## Exercises to complete
- A) In the text on minors and companion programs, what is named as a primary aim of an undergraduate education?
- B) Repeat the part of the text on minors and companion programs starting with "The Critical Theory" and going on through "of critical theory.".
- C) Carry on the text about minors and companion programs past its final sentence.

## Selected excerpt
════════════════════
Minors and Companion Programs

A Literature major or English minor is an excellent companion to many other degrees, combining the widely-applicable analytical and communication skills of a Literature degree with career specific training.

Critical Theory Minor

The Critical Theory minor is an interdisciplinary program offering students a variety of critical theories and perspectives for better understanding, critiquing, and transforming contemporary social realities. The ability to think critically is a primary aim of an undergraduate education, and a critical theory minor offers a useful way for students who are exploring other fields of study to develop a background in critical ways of engaging the world. Initial courses introduce major strands of critical thought and thinkers who established a foundation for the emergence of critical theorizing. The rich diversity of elective courses provides an exemplary interdisciplinary experience with opportunities to explore the reach and influence of critical theory.
════════════════════
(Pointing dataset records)
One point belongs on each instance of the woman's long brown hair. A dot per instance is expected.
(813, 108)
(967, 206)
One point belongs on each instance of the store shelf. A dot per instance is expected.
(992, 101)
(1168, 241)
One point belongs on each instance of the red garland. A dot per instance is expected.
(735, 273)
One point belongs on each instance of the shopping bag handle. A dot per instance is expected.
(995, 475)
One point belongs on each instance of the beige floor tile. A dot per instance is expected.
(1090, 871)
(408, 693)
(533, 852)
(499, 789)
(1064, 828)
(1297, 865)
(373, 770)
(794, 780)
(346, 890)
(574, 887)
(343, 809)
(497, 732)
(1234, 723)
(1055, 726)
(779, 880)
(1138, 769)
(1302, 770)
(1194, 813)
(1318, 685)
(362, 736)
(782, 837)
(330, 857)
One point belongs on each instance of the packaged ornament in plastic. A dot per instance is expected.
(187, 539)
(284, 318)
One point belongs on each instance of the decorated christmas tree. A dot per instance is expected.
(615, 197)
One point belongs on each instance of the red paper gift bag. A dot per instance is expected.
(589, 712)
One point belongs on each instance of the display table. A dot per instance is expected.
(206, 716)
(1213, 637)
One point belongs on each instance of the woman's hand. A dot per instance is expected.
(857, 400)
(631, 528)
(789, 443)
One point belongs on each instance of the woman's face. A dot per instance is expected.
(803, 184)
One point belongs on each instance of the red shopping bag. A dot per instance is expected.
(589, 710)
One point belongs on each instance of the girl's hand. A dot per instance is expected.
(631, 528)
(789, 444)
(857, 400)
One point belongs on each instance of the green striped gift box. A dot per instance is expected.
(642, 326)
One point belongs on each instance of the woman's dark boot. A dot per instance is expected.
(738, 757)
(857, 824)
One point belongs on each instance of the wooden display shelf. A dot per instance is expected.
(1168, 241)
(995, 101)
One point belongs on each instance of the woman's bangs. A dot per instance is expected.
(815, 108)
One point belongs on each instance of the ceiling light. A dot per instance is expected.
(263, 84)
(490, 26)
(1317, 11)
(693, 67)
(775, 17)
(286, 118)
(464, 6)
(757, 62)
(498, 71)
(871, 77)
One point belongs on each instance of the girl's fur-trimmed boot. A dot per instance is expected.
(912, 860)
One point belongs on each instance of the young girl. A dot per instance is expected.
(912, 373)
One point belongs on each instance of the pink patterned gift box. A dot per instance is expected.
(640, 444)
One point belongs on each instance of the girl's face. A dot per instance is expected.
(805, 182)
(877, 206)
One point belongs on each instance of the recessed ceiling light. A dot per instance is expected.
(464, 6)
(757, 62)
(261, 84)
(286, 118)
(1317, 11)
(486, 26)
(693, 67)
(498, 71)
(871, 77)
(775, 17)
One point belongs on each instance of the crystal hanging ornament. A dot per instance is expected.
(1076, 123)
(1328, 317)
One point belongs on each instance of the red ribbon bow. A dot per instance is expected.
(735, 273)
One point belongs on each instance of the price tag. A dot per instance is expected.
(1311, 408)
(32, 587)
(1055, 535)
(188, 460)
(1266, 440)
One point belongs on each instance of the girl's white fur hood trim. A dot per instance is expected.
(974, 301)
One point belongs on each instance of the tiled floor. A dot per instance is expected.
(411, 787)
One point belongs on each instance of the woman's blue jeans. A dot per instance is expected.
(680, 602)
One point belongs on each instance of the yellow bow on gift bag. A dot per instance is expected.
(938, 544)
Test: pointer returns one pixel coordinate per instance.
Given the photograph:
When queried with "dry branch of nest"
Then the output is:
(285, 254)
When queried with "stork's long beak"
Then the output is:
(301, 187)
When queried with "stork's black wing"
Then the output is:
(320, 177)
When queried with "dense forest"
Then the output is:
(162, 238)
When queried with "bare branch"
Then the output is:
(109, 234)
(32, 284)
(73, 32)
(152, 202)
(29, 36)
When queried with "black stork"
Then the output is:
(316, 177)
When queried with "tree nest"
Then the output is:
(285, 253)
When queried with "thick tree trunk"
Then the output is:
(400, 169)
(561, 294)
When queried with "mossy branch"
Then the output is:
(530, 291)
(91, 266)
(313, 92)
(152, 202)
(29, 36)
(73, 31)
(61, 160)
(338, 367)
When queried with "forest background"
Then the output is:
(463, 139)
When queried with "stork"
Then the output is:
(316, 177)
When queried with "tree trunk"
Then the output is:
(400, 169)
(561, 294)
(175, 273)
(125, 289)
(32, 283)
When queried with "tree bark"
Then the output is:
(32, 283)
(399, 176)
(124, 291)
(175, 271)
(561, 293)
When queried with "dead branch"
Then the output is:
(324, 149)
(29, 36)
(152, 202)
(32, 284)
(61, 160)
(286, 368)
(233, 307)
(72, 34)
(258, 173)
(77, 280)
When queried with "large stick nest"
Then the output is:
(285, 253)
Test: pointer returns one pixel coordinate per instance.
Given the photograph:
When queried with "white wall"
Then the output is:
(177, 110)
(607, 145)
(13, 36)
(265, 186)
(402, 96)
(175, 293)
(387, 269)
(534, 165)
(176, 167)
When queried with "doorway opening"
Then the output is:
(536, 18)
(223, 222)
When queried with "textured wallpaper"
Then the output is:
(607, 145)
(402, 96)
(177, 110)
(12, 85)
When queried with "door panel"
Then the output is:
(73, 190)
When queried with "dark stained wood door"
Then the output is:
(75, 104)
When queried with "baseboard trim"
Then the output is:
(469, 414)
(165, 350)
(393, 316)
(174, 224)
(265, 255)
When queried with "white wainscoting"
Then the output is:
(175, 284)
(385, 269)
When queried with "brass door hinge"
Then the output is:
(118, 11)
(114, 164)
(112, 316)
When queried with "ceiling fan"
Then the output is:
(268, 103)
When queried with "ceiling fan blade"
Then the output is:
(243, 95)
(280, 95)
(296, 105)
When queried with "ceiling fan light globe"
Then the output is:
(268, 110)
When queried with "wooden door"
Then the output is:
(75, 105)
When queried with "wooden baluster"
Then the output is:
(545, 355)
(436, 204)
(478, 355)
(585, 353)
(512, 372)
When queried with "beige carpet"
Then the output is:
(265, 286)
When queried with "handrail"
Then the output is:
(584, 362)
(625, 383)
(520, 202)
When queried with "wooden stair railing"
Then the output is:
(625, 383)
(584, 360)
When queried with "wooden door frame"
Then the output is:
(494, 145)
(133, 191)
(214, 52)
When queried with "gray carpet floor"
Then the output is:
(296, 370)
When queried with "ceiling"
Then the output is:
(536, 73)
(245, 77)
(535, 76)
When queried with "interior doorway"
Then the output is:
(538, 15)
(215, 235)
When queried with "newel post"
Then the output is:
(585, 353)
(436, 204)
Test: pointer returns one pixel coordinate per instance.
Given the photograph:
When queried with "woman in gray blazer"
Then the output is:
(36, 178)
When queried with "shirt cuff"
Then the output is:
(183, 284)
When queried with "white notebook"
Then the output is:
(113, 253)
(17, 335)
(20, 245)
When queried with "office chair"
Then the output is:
════════════════════
## Responses for each task
- A) The ability to think critically.

- B)
The Critical Theory minor is an interdisciplinary program offering students a variety of critical theories and perspectives for better understanding, critiquing, and transforming contemporary social realities. The ability to think critically is a primary aim of an undergraduate education, and a critical theory minor offers a useful way for students who are exploring other fields of study to develop a background in critical ways of engaging the world. Initial courses introduce major strands of critical thought and thinkers who established a foundation for the emergence of critical theorizing. The rich diversity of elective courses provides an exemplary interdisciplinary experience with opportunities to explore the reach and influence of critical theory.

- C)
Gender Studies

Multicultural and interdisciplinary in approach, the Program seeks to address many of the current social, economic, professional, media, individual, and public policy issues revolving around discussions of gender and sexuality. Students examine the experiences of women and men and concepts of gender and sexuality within different cultural, social, economic, and religious contexts through the study of scholarship and creative works in a variety of fields. Thus, the course work seeks to provide students with essential preparation for lives and careers deeply impacted by ongoing debates regarding gender and sexuality in our society. Students taking course work in Gender Studies have the opportunity to earn a Minor Degree in Gender Studies.

 

English Minor

Courses

ENGL 267 or 268 Survey of British Literature

ENGL 277 or 278 Survey of American Literature

ENGL 275 Methods of Literary Studies

Upper-division Linguistics course (choose 1)

Upper-division English and/or Linguistics courses (choose 2)

Writing course numbered 200 or higher (choose 1)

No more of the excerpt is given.